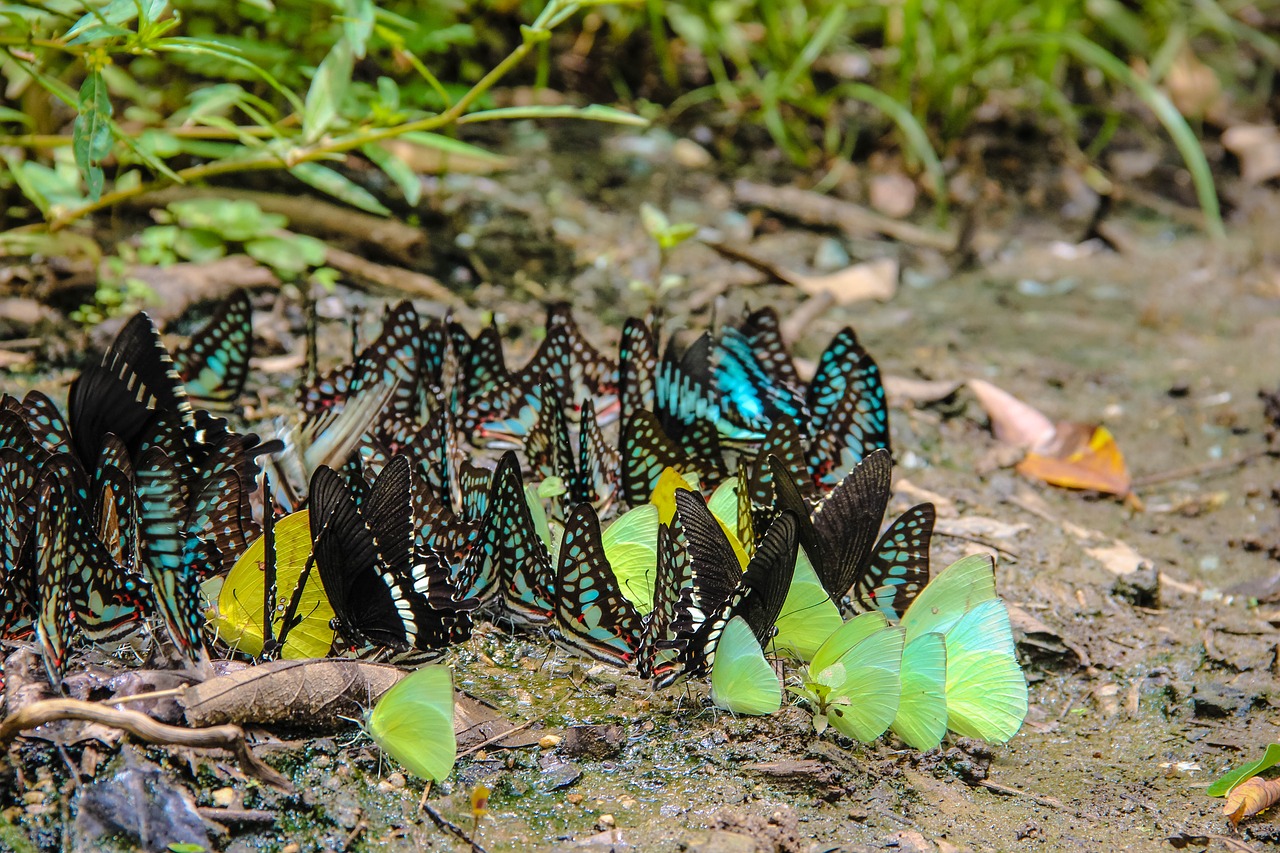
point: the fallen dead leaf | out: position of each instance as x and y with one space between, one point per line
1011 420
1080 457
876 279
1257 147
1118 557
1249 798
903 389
------------------------------------------------------------
» INSTRUCTIONS FOR THE TASK:
Reproduce every line of the material above verbatim, leaving out the pictures.

» PROBLEM SOLUTION:
point: the fallen dead leaf | out: position of each instance as x and y with one space between, one point per line
1011 420
1080 457
876 279
1257 147
1118 557
1249 798
903 389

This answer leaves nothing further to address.